------ Data for processing
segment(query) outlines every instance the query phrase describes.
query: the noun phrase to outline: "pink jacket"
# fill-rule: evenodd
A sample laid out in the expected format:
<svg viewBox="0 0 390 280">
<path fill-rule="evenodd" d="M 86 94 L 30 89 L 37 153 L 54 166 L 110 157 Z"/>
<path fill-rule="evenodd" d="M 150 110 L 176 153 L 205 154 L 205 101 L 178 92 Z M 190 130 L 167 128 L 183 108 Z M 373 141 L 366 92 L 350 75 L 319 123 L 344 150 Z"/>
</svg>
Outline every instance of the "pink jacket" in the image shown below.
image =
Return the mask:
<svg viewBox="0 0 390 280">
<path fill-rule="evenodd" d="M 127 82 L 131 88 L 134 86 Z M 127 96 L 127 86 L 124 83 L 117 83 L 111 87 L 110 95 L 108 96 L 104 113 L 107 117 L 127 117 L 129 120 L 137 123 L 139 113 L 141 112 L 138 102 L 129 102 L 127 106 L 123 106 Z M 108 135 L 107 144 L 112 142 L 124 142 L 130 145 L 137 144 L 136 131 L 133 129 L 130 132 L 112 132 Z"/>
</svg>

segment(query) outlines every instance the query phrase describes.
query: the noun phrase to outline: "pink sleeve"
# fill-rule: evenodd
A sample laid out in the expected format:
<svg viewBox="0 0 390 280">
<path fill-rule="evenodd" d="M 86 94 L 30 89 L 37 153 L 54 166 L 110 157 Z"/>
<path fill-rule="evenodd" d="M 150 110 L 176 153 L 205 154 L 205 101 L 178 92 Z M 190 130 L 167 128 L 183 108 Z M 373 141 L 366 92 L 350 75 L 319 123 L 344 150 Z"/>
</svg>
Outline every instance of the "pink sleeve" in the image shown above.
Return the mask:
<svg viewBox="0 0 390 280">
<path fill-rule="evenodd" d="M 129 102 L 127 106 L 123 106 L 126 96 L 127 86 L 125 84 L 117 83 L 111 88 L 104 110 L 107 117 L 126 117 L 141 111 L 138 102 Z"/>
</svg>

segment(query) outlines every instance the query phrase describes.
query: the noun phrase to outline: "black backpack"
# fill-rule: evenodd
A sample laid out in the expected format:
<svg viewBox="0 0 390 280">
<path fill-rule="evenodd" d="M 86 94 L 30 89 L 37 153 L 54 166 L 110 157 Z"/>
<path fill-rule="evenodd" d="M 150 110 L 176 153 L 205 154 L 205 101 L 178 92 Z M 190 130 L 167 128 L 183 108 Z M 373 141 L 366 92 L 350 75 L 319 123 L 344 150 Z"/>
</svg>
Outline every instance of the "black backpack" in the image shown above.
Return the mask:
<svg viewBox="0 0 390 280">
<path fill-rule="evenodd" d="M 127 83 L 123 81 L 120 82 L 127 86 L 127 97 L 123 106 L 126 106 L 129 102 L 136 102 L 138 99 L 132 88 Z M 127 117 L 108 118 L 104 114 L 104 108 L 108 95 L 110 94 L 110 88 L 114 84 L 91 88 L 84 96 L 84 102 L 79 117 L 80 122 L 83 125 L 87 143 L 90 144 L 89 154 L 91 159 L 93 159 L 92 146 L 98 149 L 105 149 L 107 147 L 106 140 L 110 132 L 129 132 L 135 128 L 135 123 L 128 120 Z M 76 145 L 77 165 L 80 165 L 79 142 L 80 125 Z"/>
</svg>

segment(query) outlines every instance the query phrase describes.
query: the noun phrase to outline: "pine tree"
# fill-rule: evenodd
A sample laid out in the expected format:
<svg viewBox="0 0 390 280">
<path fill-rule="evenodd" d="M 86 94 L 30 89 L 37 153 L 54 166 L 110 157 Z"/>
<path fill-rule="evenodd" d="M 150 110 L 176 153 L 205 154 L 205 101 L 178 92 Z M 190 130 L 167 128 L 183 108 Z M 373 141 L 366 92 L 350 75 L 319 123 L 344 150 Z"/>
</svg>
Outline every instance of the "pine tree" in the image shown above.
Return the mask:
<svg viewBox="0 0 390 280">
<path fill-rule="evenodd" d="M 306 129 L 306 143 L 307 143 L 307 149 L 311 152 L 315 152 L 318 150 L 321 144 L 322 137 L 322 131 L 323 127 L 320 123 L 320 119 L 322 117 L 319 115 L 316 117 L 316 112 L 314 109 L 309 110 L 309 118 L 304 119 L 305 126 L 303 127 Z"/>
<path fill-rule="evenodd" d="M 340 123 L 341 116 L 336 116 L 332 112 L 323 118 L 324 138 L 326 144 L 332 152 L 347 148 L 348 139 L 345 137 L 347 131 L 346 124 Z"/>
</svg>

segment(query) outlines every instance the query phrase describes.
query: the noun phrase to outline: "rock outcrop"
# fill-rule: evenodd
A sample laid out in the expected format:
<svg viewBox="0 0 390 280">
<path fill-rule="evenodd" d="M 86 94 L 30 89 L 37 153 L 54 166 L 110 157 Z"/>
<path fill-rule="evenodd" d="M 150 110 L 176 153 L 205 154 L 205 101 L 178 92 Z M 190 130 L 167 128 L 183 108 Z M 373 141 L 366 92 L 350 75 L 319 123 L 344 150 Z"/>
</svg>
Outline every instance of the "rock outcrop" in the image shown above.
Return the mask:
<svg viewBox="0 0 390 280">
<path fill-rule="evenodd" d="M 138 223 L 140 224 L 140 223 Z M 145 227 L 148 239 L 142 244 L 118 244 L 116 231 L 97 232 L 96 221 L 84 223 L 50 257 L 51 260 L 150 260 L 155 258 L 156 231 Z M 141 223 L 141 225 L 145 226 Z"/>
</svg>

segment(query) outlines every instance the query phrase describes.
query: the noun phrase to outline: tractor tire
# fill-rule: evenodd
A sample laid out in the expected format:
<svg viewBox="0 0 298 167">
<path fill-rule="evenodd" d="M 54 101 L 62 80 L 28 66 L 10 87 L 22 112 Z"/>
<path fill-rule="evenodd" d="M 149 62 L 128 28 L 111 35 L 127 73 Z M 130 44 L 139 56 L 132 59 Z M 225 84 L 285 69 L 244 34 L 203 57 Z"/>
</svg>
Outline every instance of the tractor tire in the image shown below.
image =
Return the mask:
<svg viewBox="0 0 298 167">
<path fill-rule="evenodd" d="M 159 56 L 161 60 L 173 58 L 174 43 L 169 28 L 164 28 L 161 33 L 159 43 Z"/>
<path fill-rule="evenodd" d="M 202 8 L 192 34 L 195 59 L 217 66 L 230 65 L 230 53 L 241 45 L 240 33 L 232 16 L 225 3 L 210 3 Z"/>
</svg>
------------
------ Data for processing
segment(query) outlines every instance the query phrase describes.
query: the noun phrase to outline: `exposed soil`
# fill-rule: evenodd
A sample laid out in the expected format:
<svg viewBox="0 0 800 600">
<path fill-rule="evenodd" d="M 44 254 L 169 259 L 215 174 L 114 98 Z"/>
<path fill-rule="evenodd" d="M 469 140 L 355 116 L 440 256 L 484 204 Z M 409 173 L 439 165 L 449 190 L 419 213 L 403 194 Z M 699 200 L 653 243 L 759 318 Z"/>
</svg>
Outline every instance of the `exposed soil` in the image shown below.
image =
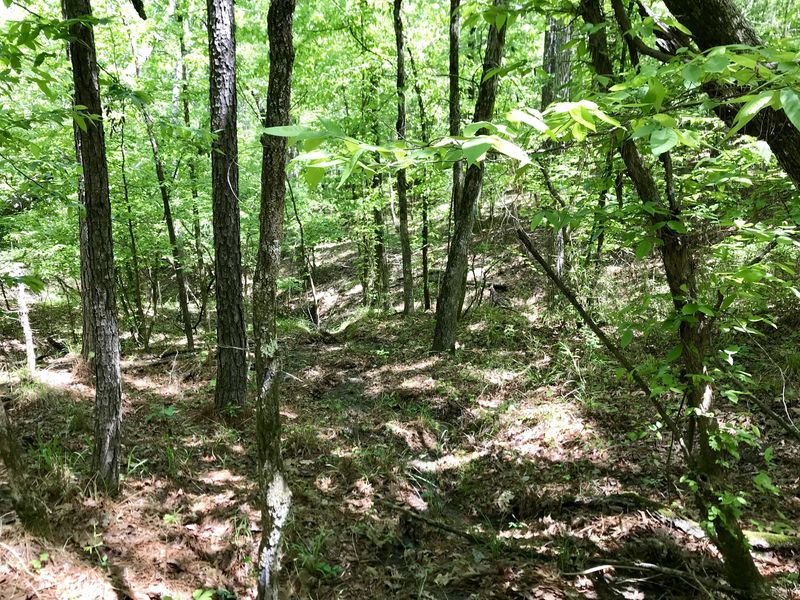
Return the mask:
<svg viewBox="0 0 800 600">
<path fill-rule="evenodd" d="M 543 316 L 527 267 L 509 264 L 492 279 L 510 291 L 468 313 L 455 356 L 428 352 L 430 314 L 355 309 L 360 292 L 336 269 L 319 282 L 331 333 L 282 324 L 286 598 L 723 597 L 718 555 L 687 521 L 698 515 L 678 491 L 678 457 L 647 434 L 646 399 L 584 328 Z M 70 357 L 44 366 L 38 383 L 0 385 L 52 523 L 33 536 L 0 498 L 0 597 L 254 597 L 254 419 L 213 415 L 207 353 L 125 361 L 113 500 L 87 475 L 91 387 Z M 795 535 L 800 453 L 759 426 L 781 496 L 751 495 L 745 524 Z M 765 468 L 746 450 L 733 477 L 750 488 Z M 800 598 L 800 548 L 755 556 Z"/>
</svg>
------------
------ Data for processing
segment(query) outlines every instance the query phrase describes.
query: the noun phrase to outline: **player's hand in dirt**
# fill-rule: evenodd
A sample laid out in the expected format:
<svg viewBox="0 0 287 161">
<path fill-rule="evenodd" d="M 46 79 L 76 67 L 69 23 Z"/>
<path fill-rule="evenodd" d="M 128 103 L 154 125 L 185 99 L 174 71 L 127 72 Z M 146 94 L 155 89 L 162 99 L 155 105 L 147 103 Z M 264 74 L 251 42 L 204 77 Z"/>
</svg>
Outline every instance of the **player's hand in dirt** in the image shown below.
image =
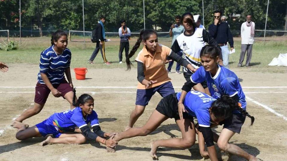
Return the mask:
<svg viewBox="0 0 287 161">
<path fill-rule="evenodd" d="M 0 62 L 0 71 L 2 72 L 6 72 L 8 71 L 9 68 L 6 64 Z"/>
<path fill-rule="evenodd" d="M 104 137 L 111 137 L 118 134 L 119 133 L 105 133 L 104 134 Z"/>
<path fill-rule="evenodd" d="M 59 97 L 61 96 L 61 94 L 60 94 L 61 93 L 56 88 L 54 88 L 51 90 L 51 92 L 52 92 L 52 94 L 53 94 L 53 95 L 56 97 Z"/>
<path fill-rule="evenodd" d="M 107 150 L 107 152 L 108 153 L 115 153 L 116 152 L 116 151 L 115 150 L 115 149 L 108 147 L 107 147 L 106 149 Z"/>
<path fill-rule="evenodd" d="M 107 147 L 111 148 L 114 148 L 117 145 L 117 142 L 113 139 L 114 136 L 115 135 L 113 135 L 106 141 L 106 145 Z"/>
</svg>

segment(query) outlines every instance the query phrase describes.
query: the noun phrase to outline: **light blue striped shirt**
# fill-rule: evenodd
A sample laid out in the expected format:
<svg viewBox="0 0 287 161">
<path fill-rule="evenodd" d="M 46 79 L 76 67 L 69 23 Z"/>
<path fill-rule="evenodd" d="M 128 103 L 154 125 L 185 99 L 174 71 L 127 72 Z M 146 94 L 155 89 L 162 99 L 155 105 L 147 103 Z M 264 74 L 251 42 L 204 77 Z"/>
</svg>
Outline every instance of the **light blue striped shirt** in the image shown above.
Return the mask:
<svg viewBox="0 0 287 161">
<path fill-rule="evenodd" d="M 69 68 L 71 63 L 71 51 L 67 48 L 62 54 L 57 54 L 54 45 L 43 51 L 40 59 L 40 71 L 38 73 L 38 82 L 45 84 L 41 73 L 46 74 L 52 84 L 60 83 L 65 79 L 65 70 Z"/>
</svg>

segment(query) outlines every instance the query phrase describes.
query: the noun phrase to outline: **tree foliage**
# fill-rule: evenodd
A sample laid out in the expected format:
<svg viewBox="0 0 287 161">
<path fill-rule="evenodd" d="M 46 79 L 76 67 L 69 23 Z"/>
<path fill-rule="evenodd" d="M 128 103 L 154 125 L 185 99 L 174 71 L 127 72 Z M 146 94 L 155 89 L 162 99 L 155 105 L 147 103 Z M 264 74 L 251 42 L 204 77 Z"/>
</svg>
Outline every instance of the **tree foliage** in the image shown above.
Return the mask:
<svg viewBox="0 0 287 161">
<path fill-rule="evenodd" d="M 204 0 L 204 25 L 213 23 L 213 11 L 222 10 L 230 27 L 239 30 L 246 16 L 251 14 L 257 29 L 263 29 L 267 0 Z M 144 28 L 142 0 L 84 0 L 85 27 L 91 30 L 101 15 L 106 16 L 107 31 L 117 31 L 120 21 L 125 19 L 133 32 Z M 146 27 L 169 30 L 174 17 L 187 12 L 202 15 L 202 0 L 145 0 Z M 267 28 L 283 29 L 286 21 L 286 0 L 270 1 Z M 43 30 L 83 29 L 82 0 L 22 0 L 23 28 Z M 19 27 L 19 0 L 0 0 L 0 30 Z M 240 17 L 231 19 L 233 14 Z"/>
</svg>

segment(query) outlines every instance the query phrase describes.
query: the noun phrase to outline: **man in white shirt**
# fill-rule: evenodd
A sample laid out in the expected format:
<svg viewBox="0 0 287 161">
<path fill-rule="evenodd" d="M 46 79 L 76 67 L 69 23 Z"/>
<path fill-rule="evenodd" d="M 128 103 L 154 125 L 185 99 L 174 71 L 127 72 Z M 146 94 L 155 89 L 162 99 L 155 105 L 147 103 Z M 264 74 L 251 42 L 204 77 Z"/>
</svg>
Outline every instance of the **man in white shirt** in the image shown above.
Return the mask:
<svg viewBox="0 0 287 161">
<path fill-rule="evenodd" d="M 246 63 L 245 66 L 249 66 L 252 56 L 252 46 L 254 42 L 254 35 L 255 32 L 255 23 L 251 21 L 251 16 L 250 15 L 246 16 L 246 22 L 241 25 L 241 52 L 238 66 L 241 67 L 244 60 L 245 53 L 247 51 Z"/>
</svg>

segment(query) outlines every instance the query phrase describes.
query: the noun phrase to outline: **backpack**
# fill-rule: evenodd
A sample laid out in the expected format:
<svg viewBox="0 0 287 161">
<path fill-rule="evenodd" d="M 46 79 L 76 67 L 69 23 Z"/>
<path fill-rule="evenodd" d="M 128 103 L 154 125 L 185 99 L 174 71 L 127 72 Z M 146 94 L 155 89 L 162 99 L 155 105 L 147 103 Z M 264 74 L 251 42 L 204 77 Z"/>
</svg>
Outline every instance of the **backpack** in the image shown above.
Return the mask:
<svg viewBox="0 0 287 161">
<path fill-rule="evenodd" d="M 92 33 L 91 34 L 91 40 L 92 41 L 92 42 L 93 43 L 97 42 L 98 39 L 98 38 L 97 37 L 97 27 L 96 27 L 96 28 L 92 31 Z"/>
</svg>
------------
### Exercise requirements
Which lines in the records above contain the word "shown"? Extract each of those lines.

### Output for this task
Outline every instance of the "pink jacket" in the image shown below.
Outline every instance of the "pink sleeve" in the image shown above.
Outline every instance of the "black backpack" in the image shown above.
Outline every instance of the "pine tree" in the image shown above.
Outline every instance of the "rock outcrop" in the image shown above.
Outline every instance of the tractor tire in the image shown below.
Outline every instance of the `exposed soil` in the image shown below.
Outline every instance of the **player's hand in dirt** in the image shown below.
Outline every instance of the **light blue striped shirt** in the image shown above.
Outline every instance of the **tree foliage** in the image shown above.
Outline every instance of the **man in white shirt** in the image shown above.
Outline every instance of the **backpack** in the image shown above.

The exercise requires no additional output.